Exercise aim:
Say whether each statement below agrees with the passage on jaw joint dysfunction, answering yes or no and quoting the deciding words from it. 1. The temporal bone moves while the jawbone stays still. 2. The rotary phase accounts for the first 20mm of mouth opening. 3. The back of the articular disc is attached to the lateral pterygoid.

#### Passage for review ####

What is it?

Temporomandibular Joint Dysfunction, or TMD, is a classification of mechanical dysfunction involving the Temporomandibular Joint (TMJ). The TMJ is the joint that allows for open and closing of the jaw. The temporal bone is a part of the skull and remains stationary in this joint complex. The mandible bone, or the jawbone, does all the moving in this joint complex.  The motion of this joint is rather unique in that it occurs in two stages: a rotary phase and a translative. The rotary phase is responsible for the first 20mm of mouth opening. In this phase, the condyle (end of the jaw bone) remains in the fossa (indent) of the temporal bone with no forward motion. To further open the mouth the condyle must slide forward out of the fossa.


How Does it Happen?

The most common cause for this limited or altered range of motion of this joint is due to the position of what is known as the articular disc. The articular disc is a piece or connective tissue that functions to allow for smooth motion of the mandible on the temporal bone particularly during the translation phase. The front of the disc is attached to a muscle that is in the mouth known as the lateral pterygoid. The back of the disc is attached to the retrodiscal tissue. If the disc is out of position it may momentarily or fully block the forward translation of condyle out of the fossa. Without this full forward translation, the mouth cannot open fully. Most people experience a click or pop as they open their mouth that may or may not cause pain.

#### Data extracts ####

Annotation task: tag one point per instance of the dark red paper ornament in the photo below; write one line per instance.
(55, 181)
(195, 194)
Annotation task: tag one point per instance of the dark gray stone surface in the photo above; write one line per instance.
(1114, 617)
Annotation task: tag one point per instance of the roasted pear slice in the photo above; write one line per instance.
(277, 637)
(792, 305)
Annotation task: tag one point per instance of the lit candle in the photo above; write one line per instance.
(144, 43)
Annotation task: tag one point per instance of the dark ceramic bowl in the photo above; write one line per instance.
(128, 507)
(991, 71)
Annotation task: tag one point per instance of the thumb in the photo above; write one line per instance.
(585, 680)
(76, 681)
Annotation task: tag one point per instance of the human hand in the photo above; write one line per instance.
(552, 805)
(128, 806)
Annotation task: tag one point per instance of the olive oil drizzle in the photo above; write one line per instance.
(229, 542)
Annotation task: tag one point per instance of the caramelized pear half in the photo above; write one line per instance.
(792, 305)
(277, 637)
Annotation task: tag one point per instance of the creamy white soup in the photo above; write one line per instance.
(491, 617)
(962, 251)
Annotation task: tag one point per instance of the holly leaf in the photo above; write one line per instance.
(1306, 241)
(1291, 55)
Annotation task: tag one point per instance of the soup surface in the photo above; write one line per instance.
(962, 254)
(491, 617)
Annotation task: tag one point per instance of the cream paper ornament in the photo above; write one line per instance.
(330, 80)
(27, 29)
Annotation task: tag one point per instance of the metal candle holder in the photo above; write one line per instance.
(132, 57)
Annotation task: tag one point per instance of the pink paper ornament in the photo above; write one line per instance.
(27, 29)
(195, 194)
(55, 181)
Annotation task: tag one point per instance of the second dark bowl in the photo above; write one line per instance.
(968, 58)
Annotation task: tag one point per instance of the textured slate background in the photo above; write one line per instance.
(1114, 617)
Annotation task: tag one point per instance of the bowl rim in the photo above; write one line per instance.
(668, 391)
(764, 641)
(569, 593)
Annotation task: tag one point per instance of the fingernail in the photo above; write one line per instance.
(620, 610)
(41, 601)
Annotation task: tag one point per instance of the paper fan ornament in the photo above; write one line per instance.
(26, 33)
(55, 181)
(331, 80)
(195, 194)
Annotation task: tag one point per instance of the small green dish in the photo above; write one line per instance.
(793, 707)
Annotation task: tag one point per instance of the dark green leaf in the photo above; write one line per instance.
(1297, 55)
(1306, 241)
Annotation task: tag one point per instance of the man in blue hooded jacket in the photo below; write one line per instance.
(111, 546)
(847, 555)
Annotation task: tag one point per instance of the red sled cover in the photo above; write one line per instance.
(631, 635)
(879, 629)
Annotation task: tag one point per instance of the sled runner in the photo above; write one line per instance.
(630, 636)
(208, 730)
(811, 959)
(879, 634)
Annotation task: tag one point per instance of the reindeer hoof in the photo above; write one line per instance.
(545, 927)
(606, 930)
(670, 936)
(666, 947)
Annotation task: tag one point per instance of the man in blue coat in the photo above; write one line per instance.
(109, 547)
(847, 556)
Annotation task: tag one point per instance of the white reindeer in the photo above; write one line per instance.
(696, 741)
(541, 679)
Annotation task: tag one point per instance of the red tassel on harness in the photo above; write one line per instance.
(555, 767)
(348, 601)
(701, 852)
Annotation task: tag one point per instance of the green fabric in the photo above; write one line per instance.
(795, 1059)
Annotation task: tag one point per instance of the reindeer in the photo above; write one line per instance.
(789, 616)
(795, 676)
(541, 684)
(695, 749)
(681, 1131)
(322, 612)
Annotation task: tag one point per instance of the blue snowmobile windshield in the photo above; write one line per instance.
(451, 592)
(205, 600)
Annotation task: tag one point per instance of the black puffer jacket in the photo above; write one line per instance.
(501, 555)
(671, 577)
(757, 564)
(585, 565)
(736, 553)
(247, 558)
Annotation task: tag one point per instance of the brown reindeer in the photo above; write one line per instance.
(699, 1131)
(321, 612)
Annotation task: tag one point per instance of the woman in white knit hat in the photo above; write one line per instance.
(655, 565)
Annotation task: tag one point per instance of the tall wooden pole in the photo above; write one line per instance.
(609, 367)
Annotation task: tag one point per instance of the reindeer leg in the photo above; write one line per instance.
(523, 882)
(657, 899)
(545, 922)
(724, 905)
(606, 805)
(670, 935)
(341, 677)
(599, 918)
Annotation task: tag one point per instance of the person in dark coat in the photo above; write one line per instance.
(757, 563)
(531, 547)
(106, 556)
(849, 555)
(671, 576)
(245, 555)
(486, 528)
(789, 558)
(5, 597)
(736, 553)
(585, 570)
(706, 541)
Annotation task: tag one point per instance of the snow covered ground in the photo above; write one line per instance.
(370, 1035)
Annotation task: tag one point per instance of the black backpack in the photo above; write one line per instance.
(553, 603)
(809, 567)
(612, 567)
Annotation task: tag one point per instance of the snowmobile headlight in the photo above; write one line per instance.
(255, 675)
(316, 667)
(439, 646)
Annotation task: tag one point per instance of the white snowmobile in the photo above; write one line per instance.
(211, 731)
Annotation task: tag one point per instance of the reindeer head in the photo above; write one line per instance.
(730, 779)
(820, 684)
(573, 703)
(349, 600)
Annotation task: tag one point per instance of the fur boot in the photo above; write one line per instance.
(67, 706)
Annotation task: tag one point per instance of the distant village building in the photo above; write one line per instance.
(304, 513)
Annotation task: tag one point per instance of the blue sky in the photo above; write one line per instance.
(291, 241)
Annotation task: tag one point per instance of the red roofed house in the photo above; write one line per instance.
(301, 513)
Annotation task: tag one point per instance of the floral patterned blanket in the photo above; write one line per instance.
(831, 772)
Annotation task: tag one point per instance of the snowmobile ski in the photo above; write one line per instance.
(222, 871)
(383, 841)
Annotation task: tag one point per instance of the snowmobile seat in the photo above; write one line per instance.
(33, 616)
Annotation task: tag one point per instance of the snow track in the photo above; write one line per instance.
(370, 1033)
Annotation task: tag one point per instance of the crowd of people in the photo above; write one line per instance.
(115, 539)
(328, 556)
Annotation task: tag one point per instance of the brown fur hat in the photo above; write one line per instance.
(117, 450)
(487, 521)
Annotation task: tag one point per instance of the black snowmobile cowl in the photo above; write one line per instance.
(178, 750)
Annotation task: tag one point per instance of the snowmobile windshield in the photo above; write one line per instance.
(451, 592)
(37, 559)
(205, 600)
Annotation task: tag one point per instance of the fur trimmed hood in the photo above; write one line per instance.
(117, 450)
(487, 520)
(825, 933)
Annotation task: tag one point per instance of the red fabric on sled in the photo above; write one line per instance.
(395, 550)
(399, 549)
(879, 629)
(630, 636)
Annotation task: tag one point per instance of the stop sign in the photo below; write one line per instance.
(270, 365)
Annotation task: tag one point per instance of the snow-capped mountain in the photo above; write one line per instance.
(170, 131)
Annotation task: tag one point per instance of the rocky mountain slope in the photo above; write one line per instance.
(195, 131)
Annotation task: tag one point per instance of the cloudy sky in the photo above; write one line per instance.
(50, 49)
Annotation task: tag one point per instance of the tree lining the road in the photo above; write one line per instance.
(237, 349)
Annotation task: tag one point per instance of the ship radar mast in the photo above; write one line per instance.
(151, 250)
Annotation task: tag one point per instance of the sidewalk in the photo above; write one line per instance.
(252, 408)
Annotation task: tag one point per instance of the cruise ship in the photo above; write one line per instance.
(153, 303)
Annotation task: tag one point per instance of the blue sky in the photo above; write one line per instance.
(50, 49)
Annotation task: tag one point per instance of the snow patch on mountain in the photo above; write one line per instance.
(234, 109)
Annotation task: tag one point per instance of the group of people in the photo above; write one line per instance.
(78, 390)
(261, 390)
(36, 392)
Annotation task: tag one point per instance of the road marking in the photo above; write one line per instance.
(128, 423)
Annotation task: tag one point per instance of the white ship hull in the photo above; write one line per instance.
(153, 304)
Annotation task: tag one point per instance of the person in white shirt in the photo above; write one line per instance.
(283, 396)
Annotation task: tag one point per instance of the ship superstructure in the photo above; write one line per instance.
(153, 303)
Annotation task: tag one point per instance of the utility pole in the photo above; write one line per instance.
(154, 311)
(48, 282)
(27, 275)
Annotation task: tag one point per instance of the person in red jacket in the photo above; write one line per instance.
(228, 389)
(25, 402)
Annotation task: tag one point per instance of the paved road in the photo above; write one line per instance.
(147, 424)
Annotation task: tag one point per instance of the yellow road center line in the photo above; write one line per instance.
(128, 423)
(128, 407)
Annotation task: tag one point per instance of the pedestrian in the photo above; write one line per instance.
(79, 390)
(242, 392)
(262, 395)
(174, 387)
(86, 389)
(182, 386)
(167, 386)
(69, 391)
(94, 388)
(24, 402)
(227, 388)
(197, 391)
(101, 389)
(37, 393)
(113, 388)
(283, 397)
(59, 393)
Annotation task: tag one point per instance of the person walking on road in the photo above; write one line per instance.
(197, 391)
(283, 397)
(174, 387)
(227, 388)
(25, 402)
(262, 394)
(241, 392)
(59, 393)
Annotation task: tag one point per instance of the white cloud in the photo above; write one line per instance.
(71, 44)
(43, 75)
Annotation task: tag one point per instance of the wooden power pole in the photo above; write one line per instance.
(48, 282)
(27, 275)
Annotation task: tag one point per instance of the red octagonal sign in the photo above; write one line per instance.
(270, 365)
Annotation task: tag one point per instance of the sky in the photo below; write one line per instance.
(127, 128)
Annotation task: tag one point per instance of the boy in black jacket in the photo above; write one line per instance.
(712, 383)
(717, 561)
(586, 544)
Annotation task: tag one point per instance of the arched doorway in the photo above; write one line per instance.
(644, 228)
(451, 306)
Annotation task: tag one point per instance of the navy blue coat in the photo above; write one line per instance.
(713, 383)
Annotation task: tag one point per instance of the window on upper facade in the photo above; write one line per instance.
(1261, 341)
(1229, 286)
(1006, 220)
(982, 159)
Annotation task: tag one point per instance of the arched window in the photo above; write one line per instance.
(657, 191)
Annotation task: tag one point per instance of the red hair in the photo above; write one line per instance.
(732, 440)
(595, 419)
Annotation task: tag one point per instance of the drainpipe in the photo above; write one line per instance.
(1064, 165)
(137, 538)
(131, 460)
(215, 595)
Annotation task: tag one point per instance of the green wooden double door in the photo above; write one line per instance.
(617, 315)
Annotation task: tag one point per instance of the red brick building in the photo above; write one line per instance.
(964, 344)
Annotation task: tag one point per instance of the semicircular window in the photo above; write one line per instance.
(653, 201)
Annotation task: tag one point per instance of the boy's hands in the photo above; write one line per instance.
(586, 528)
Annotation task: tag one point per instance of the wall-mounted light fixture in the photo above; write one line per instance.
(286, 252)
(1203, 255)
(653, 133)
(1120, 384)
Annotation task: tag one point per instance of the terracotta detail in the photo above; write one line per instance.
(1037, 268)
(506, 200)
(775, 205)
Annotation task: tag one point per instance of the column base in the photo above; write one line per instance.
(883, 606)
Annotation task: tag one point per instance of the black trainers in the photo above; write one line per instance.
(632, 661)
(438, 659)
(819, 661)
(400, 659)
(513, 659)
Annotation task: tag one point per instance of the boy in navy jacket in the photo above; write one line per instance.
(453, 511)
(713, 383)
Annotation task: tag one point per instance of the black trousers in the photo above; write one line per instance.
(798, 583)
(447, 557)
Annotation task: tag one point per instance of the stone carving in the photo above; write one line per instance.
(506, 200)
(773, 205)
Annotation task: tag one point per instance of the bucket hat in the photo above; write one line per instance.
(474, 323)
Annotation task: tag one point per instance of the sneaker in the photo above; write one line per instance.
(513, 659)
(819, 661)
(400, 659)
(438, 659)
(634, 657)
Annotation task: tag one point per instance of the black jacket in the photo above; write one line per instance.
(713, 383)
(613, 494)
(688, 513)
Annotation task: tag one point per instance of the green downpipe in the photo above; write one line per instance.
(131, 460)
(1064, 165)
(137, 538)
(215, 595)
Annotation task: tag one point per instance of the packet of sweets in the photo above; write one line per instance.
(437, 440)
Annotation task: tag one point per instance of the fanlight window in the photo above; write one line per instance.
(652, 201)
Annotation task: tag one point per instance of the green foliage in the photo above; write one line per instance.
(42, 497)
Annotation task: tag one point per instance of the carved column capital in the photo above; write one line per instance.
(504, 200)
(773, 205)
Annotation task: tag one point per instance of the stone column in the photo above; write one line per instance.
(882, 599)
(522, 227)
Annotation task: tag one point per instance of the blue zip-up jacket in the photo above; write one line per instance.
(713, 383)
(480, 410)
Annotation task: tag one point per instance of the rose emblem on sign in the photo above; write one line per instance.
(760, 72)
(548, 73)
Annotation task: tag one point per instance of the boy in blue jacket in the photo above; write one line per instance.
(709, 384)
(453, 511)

####

Answer to this exercise:
1. No: "The mandible bone, or the jawbone, does all the moving in this joint complex."
2. Yes: "The rotary phase is responsible for the first 20mm of mouth opening."
3. No: "The back of the disc is attached to the retrodiscal tissue."